** Opening SOURCE DATA block **

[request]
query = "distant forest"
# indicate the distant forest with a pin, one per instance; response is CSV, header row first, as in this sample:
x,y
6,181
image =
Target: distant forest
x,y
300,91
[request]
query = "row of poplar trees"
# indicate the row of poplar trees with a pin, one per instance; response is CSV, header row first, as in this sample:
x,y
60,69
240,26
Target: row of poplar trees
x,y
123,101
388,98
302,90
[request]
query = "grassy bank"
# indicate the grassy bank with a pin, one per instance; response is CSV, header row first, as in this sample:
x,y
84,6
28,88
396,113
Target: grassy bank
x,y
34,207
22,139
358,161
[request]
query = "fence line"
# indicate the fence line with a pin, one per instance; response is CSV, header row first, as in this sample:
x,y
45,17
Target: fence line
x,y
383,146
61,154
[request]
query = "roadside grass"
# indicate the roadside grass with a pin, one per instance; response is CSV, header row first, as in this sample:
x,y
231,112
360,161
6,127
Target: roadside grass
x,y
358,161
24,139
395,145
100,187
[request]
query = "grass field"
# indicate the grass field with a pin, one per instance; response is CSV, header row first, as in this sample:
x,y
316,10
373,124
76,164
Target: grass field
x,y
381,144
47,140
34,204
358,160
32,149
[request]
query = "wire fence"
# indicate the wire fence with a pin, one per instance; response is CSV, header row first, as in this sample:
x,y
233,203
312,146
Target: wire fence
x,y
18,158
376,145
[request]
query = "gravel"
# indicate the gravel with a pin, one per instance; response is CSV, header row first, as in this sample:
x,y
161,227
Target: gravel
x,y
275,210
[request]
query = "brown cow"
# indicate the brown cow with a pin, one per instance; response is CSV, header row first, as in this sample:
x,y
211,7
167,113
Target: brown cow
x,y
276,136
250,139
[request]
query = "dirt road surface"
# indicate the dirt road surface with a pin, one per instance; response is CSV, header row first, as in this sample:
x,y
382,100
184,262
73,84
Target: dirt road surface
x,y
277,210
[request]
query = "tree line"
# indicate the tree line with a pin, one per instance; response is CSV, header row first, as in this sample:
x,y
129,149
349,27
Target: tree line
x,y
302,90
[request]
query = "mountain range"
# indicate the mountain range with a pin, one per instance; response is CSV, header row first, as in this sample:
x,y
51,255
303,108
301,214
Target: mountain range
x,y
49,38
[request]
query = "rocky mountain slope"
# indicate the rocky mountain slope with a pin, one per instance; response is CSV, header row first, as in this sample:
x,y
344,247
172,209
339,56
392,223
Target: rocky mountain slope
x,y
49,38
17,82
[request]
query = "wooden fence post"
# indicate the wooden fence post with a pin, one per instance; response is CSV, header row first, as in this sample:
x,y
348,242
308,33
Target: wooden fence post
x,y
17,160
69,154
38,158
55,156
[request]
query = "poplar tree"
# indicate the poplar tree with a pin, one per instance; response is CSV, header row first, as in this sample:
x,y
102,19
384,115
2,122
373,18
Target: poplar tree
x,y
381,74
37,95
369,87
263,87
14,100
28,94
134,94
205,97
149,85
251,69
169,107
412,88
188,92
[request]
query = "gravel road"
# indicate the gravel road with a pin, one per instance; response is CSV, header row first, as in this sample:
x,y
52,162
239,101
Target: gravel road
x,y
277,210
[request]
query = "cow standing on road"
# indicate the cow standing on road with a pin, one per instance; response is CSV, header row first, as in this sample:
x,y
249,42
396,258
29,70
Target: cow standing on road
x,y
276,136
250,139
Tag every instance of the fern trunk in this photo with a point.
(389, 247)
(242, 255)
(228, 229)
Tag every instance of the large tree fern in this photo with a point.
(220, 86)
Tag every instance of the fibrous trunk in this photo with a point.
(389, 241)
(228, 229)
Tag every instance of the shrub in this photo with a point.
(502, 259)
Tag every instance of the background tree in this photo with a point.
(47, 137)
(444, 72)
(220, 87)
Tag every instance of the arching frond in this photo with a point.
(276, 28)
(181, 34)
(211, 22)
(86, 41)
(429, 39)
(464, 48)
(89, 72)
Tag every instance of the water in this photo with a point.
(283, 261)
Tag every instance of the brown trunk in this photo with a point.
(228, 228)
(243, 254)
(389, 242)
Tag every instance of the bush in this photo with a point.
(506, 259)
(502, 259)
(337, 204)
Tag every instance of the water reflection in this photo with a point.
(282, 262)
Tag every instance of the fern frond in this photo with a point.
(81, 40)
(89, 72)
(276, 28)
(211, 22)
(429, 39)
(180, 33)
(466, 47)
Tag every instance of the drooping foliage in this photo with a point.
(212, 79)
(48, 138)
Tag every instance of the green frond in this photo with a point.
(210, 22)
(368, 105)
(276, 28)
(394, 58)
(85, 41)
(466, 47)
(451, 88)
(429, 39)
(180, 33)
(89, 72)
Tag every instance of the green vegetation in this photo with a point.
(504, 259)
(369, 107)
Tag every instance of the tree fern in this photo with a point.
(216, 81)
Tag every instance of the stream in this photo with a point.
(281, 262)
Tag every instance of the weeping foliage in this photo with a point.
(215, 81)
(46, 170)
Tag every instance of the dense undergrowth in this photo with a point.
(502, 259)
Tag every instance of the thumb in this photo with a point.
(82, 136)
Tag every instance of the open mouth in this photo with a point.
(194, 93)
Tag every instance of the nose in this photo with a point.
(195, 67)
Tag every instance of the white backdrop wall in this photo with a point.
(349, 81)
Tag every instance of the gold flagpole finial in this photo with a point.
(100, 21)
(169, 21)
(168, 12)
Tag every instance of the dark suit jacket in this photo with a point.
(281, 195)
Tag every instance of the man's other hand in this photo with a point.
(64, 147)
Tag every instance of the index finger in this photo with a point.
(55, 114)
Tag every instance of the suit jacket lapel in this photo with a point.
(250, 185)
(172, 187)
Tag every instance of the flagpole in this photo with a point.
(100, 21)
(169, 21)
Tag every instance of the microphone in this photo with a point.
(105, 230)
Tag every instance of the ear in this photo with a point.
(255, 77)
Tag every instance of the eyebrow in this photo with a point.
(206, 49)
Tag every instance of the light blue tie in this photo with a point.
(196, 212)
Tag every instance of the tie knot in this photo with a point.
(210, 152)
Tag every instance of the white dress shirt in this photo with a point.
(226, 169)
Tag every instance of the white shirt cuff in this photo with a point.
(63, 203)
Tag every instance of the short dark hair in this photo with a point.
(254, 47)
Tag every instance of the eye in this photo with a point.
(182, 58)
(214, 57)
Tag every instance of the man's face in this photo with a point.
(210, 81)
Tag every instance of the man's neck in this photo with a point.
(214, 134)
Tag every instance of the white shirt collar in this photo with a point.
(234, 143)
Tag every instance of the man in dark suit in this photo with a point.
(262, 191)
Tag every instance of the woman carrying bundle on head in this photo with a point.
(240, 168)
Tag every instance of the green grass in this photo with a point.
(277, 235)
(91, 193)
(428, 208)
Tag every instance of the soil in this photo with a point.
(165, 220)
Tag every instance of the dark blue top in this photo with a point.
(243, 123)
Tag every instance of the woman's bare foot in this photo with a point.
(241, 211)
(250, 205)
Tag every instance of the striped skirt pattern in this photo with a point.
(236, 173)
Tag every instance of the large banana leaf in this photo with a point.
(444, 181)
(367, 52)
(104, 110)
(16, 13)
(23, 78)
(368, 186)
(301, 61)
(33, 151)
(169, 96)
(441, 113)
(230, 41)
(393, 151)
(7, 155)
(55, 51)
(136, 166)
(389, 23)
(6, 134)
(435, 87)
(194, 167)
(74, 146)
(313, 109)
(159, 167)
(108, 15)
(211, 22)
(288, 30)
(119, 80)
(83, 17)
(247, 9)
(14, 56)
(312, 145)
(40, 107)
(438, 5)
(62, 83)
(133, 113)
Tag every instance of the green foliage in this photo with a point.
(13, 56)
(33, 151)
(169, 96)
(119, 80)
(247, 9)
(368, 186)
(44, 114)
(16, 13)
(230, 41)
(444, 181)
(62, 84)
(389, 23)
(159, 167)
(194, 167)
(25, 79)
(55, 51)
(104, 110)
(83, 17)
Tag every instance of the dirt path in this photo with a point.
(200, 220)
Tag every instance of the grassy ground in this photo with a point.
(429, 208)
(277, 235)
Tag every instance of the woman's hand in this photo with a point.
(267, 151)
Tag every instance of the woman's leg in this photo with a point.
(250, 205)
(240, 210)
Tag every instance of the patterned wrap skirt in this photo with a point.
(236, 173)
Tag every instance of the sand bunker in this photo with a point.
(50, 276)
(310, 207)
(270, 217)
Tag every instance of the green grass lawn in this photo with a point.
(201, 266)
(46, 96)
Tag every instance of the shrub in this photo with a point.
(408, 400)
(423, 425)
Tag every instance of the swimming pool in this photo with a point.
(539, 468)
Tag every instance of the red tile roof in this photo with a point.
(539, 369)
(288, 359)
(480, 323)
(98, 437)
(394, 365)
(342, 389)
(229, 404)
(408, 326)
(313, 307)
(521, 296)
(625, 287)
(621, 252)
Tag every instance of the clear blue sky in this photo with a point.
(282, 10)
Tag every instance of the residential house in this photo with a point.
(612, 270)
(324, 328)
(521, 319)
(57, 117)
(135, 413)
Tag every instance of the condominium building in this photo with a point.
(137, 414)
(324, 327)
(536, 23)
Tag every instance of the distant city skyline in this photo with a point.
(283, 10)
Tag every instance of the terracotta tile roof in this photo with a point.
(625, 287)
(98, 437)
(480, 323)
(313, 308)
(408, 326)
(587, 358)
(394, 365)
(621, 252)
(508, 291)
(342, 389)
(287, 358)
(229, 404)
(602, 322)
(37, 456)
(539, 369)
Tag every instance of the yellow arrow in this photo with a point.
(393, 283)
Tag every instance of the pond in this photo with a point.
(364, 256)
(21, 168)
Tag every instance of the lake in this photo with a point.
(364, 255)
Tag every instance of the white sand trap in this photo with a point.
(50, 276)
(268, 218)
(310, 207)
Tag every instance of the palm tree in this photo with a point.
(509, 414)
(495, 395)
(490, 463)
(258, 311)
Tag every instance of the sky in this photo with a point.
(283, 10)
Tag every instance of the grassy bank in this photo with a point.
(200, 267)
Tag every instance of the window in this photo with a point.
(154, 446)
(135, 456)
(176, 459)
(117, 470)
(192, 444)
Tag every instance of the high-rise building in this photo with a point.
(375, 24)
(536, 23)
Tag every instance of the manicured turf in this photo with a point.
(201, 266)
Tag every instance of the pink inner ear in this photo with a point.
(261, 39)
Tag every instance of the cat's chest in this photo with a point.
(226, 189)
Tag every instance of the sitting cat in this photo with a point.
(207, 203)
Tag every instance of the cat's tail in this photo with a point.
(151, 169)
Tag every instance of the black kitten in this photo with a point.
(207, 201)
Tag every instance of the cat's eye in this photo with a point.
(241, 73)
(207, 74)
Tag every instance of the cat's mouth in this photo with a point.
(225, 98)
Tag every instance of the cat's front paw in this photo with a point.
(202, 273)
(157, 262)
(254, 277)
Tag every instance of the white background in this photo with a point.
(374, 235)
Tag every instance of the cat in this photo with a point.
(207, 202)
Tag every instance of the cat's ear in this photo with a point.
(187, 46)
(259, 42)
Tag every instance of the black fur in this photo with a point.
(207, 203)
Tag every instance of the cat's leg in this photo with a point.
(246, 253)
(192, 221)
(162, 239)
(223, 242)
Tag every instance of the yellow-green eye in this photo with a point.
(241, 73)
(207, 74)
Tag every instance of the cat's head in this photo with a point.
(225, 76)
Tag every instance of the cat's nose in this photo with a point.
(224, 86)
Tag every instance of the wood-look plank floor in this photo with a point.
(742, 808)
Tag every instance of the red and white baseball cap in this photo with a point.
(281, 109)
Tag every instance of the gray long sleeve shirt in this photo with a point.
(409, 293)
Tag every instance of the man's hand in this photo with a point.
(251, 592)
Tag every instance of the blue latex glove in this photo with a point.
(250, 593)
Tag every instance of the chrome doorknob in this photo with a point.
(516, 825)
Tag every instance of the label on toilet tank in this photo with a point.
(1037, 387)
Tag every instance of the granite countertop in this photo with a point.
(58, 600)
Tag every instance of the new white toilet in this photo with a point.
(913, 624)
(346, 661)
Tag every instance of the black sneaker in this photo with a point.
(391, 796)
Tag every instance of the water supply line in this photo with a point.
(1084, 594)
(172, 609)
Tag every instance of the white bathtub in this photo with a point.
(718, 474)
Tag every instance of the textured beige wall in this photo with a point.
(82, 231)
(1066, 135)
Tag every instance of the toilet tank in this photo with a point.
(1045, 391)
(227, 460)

** Closing SOURCE DATA block **

**WHAT NEEDS TO BE DONE**
Write out, exactly as given, the line containing "Tag every instance of the white background" and every line after it to the end of the records. Include nothing else.

**ANSWER TO THIS TASK**
Tag every instance of the white background in this photo with a point.
(374, 235)
Tag every instance of the cat in this photo with a point.
(207, 202)
Tag every instance of the cat's ear in this photo with a point.
(187, 46)
(259, 42)
Tag every instance of the black fur in this photo with a point.
(207, 203)
Tag every instance of the cat's leg in this photo with a point.
(246, 253)
(192, 221)
(162, 239)
(223, 242)
Tag every instance of the yellow-green eye in this photo with a point.
(241, 73)
(207, 74)
Tag every instance of the cat's head in this photo with a point.
(225, 76)
Tag every instance of the cat's nose in this photo with a point.
(224, 86)
Tag every instance of the wood-look plank floor in this photo with a point.
(742, 808)
Tag every instance of the red and white baseball cap in this photo with a point.
(281, 109)
Tag every instance of the gray long sleeve shirt in this photo with a point.
(409, 293)
Tag every instance of the man's hand in this photo with a point.
(251, 592)
Tag every instance of the blue latex glove in this photo with a point.
(250, 593)
Tag every instance of the chrome doorknob in this photo with a point.
(516, 825)
Tag every instance of the label on toilet tank in this photo with a point.
(1037, 387)
Tag every instance of the granite countertop in this photo with a point.
(58, 600)
Tag every instance of the new white toilet in this photo with a point.
(913, 624)
(346, 661)
Tag every instance of the black sneaker in this photo with a point.
(391, 796)
Tag every instance of the water supply line in this photo with a point.
(1084, 594)
(172, 609)
Tag every instance of the white bathtub in this photo with a point.
(718, 474)
Tag every instance of the textured beige wall in this photo with a point.
(82, 231)
(1066, 135)
Tag every instance of the toilet tank in this photo with a point.
(1045, 391)
(227, 460)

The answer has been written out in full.